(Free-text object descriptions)
::::::::::

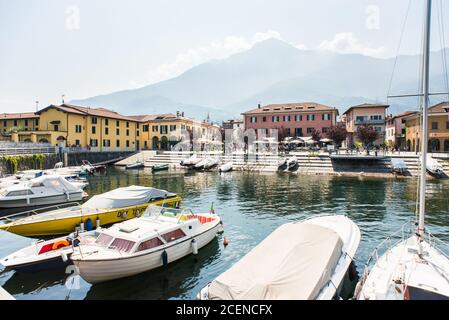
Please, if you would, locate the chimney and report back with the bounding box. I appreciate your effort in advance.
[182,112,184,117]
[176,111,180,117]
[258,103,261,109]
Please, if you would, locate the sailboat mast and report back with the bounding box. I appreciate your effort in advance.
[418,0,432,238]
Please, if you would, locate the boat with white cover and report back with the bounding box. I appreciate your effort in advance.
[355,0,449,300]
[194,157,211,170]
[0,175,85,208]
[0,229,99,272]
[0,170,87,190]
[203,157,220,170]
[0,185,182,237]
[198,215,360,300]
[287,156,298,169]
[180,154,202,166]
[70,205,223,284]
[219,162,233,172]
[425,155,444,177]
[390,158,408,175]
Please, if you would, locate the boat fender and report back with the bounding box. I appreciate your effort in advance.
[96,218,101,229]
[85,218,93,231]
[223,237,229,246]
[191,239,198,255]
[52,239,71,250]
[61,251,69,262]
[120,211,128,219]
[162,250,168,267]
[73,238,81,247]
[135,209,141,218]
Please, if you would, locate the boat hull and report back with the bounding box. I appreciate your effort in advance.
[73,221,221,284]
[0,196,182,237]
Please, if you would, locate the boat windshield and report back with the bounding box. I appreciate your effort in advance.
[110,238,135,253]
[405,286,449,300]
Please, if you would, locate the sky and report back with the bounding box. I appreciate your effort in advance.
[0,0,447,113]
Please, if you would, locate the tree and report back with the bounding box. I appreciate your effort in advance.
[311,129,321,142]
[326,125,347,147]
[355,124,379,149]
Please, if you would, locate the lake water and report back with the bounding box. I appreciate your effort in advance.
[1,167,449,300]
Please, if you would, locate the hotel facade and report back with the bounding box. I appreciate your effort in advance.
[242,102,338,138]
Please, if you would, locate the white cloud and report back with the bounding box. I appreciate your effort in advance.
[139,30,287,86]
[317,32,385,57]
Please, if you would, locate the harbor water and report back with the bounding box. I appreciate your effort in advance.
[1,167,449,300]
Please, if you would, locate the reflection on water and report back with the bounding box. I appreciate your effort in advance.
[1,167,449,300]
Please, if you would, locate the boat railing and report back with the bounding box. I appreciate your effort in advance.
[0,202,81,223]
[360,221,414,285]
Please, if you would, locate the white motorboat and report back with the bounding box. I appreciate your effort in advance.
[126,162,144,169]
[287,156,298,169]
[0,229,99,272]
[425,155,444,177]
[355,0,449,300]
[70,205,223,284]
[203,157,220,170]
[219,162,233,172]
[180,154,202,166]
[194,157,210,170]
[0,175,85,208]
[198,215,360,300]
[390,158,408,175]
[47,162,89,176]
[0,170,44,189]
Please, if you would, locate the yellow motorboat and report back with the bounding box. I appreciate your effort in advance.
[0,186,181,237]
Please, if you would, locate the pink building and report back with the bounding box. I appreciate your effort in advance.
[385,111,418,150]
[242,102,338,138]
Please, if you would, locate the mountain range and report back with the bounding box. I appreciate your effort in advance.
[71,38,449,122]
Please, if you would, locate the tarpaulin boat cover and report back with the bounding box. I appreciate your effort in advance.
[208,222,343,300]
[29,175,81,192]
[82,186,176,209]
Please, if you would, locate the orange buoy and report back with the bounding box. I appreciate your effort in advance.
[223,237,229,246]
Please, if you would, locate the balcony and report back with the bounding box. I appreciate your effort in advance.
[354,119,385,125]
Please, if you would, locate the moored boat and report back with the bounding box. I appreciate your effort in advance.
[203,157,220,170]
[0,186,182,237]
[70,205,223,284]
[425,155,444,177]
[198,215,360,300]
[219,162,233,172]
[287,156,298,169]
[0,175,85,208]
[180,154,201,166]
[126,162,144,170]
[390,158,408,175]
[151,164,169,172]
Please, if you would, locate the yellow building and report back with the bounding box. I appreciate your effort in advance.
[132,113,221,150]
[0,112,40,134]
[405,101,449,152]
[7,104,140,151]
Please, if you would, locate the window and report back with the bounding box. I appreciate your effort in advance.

::::::::::

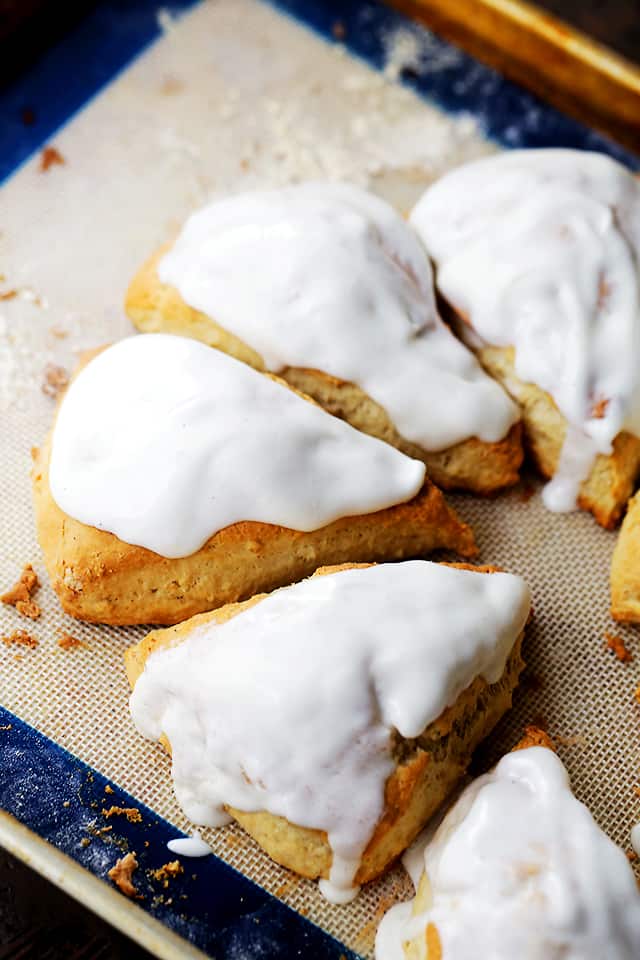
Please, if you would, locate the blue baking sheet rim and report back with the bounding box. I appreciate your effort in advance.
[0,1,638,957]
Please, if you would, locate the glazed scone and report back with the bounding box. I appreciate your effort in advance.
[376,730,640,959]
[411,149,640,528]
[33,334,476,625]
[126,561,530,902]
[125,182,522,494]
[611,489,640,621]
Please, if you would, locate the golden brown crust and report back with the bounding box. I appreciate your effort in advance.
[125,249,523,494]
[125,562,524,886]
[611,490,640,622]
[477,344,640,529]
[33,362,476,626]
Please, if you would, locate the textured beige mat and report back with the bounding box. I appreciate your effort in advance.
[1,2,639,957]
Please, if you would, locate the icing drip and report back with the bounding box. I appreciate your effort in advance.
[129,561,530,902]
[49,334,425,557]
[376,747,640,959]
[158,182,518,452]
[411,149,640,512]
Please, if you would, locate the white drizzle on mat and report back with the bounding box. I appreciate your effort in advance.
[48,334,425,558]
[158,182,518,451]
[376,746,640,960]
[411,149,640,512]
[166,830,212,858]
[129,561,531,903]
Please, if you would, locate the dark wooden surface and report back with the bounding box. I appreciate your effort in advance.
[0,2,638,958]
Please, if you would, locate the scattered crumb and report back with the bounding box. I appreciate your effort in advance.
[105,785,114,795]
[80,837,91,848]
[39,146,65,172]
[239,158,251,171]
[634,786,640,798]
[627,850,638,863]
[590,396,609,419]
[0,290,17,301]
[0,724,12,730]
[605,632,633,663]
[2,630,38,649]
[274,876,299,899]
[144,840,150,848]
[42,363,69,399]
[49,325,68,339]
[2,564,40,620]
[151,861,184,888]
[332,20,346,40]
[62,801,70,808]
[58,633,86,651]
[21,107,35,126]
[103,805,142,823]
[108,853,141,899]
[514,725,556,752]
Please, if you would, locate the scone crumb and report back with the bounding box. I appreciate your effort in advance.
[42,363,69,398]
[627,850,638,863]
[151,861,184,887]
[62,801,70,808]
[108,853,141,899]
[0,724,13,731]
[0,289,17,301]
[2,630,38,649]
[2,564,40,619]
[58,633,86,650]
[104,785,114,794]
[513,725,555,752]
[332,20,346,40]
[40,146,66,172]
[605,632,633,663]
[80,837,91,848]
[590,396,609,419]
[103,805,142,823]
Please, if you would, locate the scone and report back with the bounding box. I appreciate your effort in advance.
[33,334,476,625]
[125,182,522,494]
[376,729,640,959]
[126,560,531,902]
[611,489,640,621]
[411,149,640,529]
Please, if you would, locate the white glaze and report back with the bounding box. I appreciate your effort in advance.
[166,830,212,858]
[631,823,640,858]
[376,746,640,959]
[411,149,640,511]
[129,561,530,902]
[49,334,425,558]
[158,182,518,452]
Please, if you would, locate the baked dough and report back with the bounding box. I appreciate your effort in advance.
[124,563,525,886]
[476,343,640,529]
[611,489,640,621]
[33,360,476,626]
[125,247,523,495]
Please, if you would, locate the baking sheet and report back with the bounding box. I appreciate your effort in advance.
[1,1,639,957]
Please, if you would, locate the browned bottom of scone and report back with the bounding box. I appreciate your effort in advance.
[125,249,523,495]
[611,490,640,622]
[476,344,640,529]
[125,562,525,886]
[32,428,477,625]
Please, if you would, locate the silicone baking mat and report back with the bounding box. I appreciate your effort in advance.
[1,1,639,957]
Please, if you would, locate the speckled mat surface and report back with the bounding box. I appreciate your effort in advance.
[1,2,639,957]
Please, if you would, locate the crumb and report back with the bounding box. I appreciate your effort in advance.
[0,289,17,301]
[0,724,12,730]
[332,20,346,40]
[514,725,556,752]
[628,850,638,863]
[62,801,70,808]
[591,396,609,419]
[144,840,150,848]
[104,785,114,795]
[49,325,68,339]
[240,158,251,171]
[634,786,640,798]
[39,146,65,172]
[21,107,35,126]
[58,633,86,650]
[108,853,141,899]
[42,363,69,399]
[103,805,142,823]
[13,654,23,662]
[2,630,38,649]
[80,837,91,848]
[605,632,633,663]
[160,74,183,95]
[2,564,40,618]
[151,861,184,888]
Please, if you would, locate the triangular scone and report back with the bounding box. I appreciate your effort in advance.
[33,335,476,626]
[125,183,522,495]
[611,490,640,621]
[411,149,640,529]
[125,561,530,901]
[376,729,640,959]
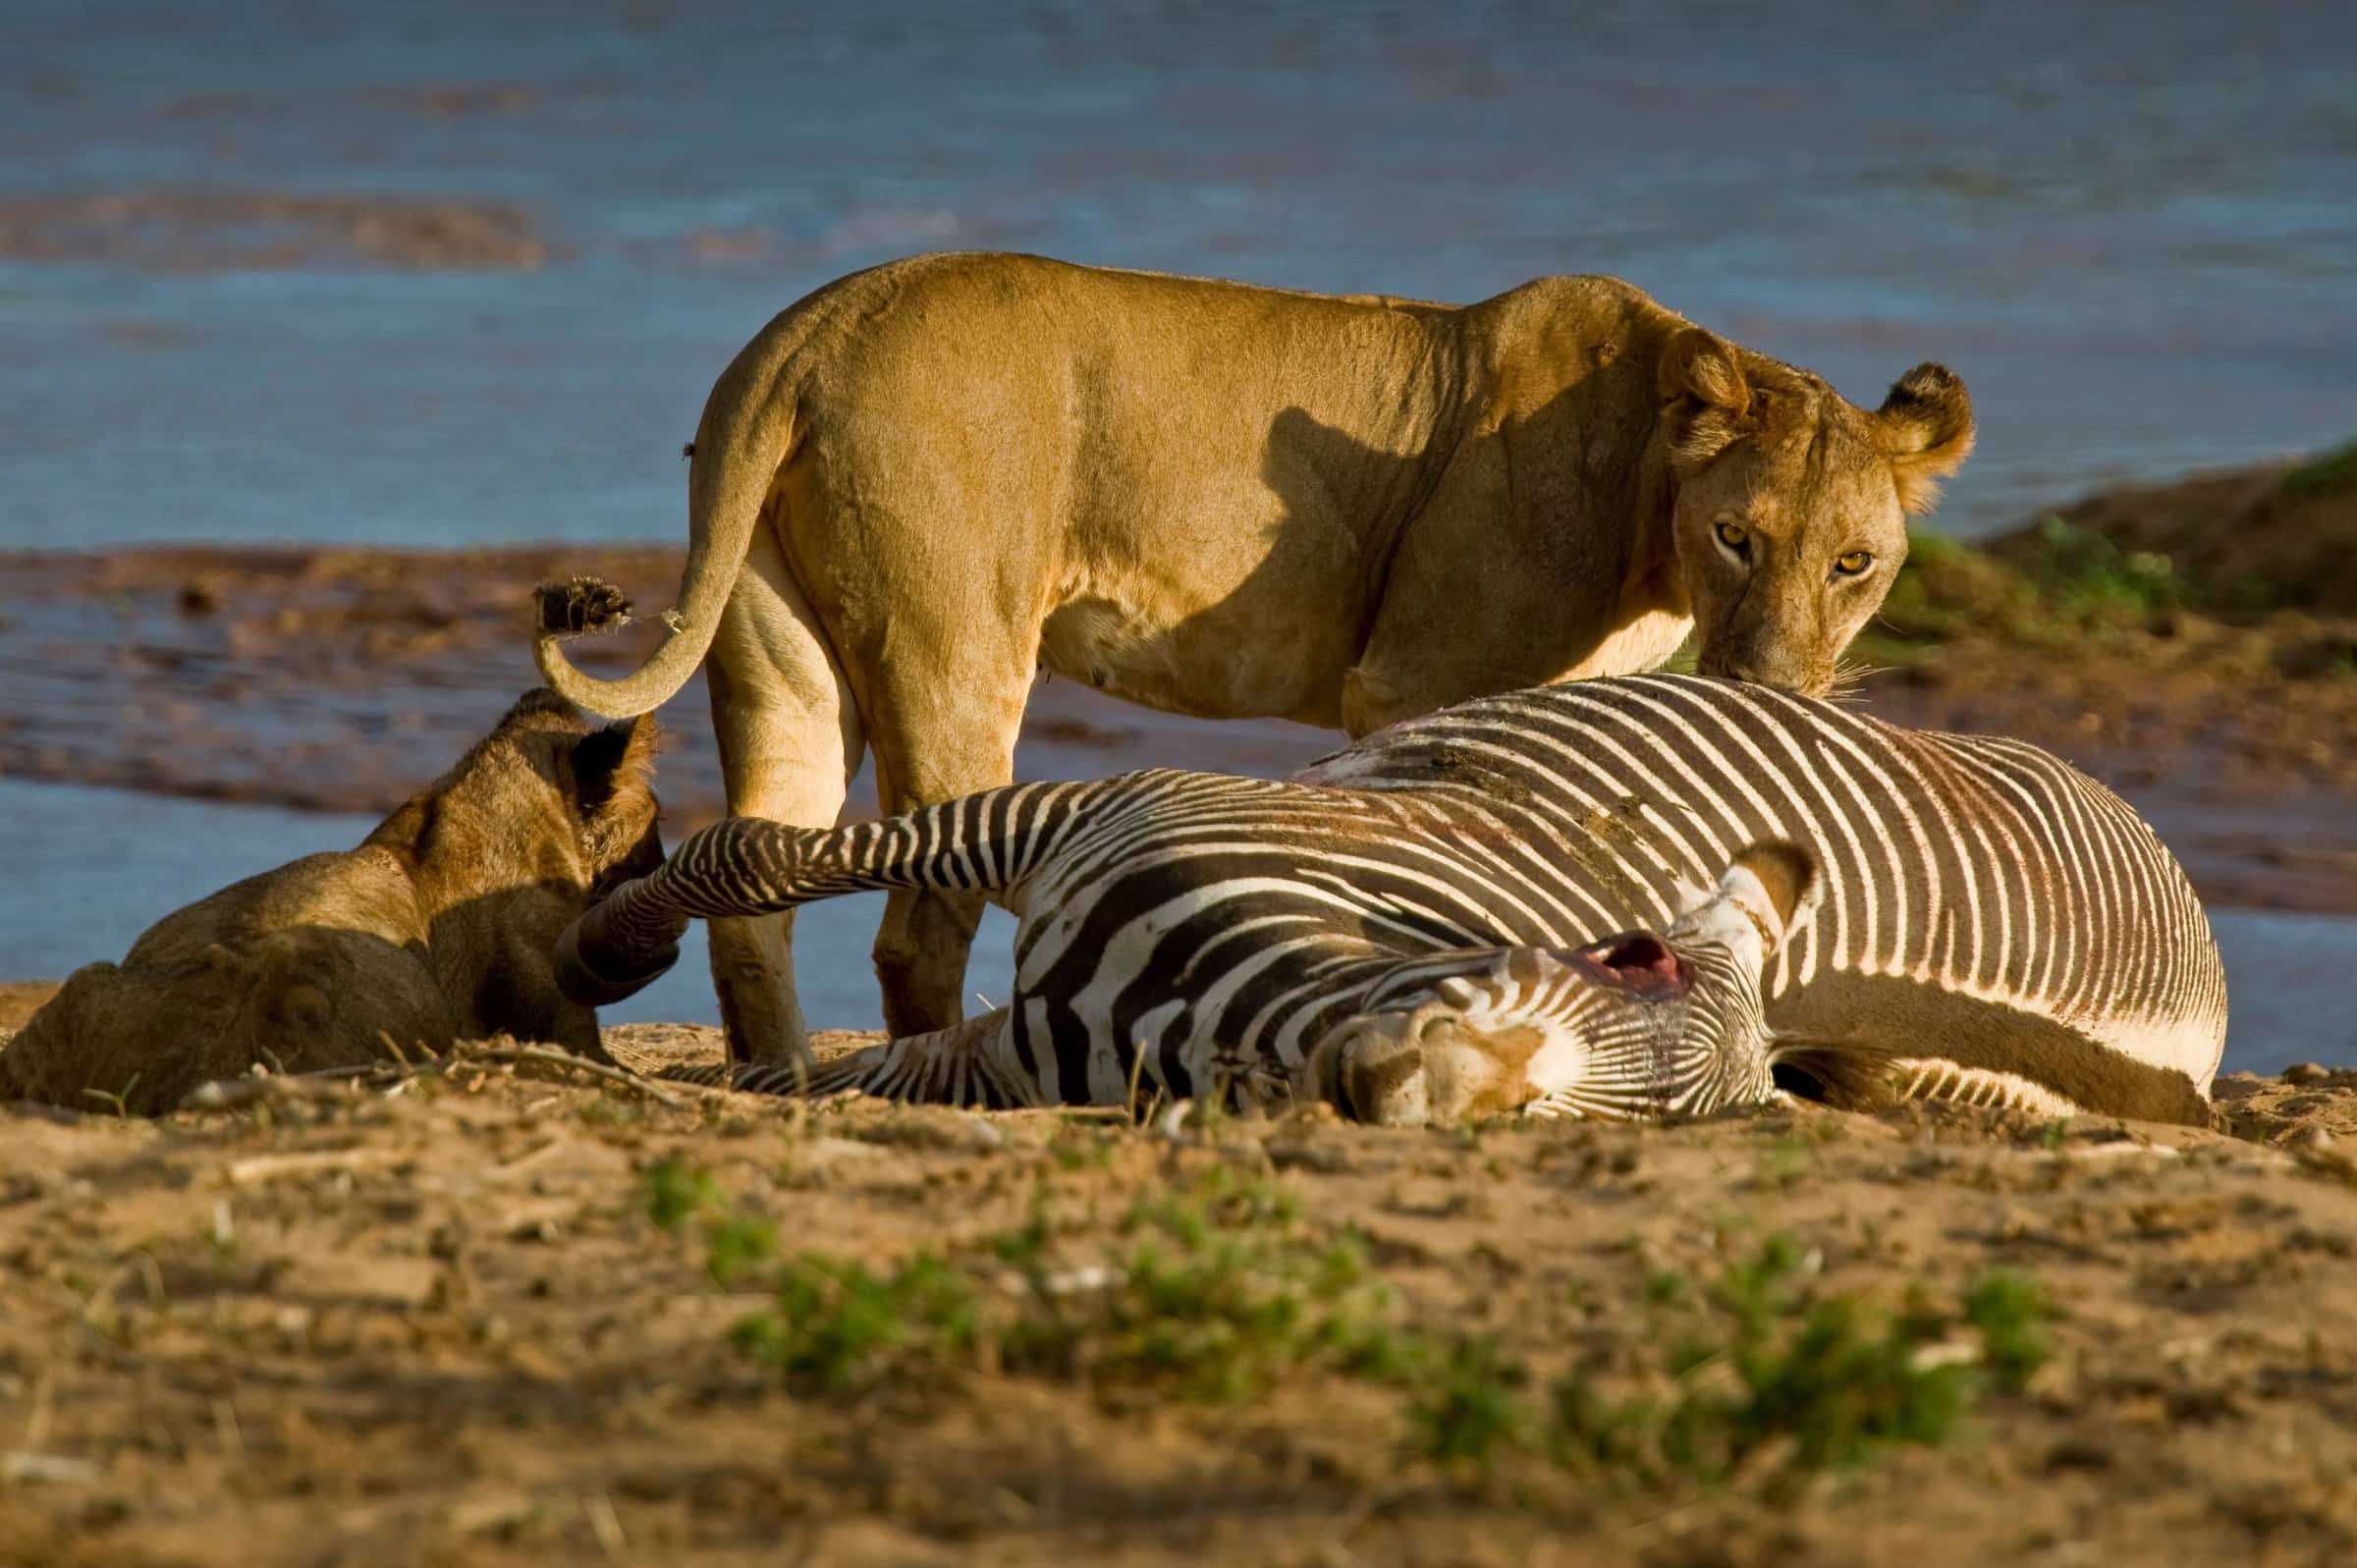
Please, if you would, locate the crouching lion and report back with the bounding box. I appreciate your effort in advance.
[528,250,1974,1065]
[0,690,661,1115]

::::::::::

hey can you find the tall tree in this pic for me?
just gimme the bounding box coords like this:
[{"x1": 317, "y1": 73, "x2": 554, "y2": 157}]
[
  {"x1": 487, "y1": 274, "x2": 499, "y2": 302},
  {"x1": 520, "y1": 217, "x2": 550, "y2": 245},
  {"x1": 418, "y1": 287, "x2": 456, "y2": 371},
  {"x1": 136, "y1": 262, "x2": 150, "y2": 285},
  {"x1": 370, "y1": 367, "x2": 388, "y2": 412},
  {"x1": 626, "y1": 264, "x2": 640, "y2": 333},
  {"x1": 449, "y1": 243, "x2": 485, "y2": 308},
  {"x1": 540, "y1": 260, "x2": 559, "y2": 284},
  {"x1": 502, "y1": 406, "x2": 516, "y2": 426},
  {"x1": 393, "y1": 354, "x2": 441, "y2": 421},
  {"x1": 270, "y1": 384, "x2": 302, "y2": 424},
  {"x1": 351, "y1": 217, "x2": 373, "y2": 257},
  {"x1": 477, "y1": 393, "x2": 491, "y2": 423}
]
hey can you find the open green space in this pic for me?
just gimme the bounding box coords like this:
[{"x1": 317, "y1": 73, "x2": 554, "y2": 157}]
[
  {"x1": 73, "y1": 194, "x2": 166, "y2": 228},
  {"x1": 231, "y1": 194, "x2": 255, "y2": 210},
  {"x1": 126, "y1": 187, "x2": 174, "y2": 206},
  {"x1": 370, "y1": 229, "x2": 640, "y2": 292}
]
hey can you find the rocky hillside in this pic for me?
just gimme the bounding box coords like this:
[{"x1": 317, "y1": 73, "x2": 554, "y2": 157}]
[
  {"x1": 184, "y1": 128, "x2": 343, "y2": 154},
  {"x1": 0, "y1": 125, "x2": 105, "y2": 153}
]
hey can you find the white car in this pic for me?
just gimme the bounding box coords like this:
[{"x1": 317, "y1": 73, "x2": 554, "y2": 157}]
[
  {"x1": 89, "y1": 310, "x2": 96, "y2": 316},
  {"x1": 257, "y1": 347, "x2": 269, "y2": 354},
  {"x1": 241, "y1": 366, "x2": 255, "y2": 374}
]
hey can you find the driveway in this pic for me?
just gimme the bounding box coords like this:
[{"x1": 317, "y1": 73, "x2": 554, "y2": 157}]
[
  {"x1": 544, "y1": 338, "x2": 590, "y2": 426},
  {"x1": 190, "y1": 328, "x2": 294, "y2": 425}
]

::::::::::

Return every line of the preceding records in which the word "find" appears.

hey can you find the tall tree in this pic for me?
hey can you find the open green space in this pic for me?
hey can you find the rocky hillside in this pic for me?
hey can you find the white car in this pic for me?
hey can you find the driveway in this pic for me?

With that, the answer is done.